▶ _What needs to be done_
Please restate the data exactly, from the first line to the last.

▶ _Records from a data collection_

____________

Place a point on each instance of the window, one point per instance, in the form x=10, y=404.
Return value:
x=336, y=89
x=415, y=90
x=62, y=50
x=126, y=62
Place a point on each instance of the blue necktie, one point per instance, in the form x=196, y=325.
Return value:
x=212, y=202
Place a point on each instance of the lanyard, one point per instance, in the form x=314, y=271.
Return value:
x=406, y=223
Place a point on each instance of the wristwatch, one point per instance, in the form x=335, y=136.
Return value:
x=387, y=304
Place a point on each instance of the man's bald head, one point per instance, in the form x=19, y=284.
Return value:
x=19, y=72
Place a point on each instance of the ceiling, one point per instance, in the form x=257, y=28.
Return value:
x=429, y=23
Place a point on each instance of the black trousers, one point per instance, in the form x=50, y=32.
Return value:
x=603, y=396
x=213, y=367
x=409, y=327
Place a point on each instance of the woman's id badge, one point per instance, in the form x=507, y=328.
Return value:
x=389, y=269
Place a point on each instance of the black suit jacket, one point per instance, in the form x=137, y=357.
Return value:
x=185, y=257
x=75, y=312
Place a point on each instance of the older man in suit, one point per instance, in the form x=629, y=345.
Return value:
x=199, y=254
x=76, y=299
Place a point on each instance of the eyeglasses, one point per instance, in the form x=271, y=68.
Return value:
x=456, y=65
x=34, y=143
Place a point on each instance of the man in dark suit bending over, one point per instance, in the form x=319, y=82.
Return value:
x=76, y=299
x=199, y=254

____________

▶ _Problem solution_
Place a point on each instance of the window, one point per instance, in the form x=10, y=404.
Return value:
x=336, y=89
x=415, y=90
x=62, y=50
x=126, y=62
Place a point on each instance of the blue necktie, one point per instance, in the form x=196, y=325.
Return value:
x=212, y=202
Place a point on each instance of the lanyard, one point per instance, in the form x=314, y=271.
Return value:
x=406, y=223
Place a point on each instance of the wristwatch, one point per instance, in the form x=335, y=136.
Return value:
x=387, y=304
Place a point on each instance of the man's bald head, one point per instance, in the form x=19, y=284.
Return value:
x=19, y=72
Place a point on each instance of the ceiling, one point per instance, in the form x=257, y=28.
Return value:
x=429, y=23
Place a point on each instance of the black trousers, one point per instance, in the form x=50, y=32.
Return value:
x=603, y=396
x=213, y=367
x=409, y=327
Place a point on each instance of the woman's id badge, one point per instance, in the form x=507, y=328.
Return value:
x=389, y=269
Place a point on each instance of the black suit jacket, one point per instance, in the form x=137, y=357.
Return value:
x=185, y=257
x=75, y=312
Place a point on each instance of the older man in suit, one point per instance, in the form x=629, y=345.
Return value:
x=199, y=254
x=76, y=299
Place a point on each instance of the eyeglasses, one point per instance, in the form x=271, y=68.
Return value:
x=456, y=65
x=34, y=143
Place a point on each instance of the man in dark suit bending over, one point per instance, in the form x=319, y=82.
Return value:
x=76, y=299
x=199, y=254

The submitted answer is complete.